What you are asked to do: Within the listing below, the lines to output run from the one containing "Target: stadium seat" through the one containing "the player's left"; copy them exactly and nothing else.

Dataset records:
┌──
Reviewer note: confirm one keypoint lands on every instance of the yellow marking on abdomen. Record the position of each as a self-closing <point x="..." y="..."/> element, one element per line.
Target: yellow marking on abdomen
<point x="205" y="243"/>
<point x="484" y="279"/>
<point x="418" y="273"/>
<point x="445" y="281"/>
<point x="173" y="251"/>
└──
┌──
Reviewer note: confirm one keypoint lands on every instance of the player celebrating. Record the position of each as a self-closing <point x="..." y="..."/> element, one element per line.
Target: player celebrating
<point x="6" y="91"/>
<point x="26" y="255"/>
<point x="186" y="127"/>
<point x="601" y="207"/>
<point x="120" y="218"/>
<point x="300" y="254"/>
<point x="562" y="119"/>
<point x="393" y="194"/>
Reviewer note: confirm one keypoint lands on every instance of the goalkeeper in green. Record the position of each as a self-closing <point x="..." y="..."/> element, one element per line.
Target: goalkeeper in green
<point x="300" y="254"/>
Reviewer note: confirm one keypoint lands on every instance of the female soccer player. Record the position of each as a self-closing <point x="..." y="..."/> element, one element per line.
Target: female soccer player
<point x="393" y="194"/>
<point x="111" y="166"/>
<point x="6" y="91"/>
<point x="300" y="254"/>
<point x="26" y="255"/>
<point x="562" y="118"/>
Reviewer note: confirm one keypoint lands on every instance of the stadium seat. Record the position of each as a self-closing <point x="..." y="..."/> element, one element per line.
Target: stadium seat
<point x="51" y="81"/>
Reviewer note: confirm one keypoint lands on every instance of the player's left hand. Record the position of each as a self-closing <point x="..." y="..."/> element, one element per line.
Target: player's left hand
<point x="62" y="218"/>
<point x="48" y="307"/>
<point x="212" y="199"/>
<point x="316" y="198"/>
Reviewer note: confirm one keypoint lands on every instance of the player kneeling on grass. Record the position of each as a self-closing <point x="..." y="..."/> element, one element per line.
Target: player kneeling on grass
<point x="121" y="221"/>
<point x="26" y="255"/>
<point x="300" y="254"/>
└──
┌──
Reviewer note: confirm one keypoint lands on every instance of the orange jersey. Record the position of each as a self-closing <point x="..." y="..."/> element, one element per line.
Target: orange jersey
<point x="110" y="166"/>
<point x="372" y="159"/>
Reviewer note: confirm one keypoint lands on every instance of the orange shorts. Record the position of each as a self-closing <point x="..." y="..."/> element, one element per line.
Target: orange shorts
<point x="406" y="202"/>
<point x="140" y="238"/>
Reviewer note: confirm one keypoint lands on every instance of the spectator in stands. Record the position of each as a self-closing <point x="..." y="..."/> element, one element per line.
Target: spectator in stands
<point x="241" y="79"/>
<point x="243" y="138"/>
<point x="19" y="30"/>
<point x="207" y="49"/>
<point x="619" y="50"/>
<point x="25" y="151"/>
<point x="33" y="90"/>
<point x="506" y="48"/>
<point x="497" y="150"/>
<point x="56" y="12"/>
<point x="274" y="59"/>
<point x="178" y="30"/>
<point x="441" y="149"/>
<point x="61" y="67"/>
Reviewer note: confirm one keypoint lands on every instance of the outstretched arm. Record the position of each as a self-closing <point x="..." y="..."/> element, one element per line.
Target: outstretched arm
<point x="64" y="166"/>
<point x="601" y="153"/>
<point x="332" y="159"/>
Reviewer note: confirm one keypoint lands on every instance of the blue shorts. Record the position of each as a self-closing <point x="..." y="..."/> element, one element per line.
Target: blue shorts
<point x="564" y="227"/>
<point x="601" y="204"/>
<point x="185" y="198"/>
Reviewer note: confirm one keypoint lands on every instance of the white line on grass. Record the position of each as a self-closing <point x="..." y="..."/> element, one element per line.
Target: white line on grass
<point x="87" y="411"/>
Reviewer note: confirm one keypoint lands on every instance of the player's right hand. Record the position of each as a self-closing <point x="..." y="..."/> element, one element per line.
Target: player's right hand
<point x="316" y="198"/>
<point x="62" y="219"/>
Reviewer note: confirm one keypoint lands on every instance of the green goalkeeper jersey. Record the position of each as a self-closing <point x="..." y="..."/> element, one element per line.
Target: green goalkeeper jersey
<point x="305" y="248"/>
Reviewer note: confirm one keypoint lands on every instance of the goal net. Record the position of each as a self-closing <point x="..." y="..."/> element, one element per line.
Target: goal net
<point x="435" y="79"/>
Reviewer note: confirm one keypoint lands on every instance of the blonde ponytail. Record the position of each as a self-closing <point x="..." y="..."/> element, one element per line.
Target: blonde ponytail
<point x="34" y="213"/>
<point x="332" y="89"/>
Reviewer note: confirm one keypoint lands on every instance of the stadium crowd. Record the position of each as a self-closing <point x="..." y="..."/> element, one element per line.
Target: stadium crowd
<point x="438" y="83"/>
└──
Answer below:
Target: stadium seat
<point x="51" y="81"/>
Reviewer note: confirm one keypoint lands on every instance of the player's left hand. Record the position of each as a self-closing <point x="..." y="..."/> element, one element per line.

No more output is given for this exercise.